Friday, June 10, 2011

Grasping the Obvious

A U.S. Senate subcommittee report this week called into question efforts to curb drug exports from Latin America, suggesting that billions in tax dollars had been wasted in no-bid contracts with no oversight on how the money was being spent or whether efforts were succeeding.

  Raw Story

How long has this been going on? Actually, I think the CIA will soon be quietly visiting the committee members to let them know who’s in charge of spending that money.

The report comes just a week after a panel of formerly high-ranking officials -- including the former presidents of Switzerland, Colombia, Mexico and Brazil, along with a former U.N. Secretary General, a former U.S. Secretary of State, the prime minister of Greece and the former U.N. High Commissioner for Human Rights -- called for the drug war to shift its focus from enforcement and interdiction to medical treatment and harm-reduction policies.

And the CIA will be visiting a panel of formerly high-ranking officials as well.

Task prompt:
Reproduce the section of the drug-war post that begins at the words "A U.S. Senate" and ends after "efforts were succeeding.". Draw only on the drug-war post above.

Information provided:
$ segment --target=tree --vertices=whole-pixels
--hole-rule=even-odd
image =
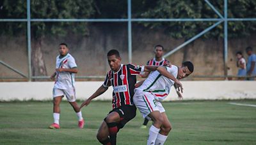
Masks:
[[[26,18],[26,4],[23,0],[4,0],[0,3],[0,18]],[[94,13],[93,0],[31,0],[31,17],[33,18],[88,18]],[[1,34],[15,35],[24,32],[22,23],[1,24]],[[63,29],[63,28],[65,29]],[[66,36],[69,31],[81,35],[88,34],[87,23],[80,22],[31,22],[31,61],[33,76],[47,75],[42,43],[47,35]]]

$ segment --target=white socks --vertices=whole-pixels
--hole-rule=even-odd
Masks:
[[[60,113],[53,113],[53,120],[54,120],[54,123],[60,125]]]
[[[151,125],[149,128],[147,145],[155,144],[156,139],[159,131],[160,128],[155,127],[153,125]]]
[[[167,136],[158,134],[156,138],[155,145],[163,145],[164,144],[165,141],[166,141]]]
[[[83,120],[82,112],[81,111],[79,113],[77,113],[76,115],[77,116],[78,121],[81,121]]]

Solved exercise:
A U.S. Senate subcommittee report this week called into question efforts to curb drug exports from Latin America, suggesting that billions in tax dollars had been wasted in no-bid contracts with no oversight on how the money was being spent or whether efforts were succeeding.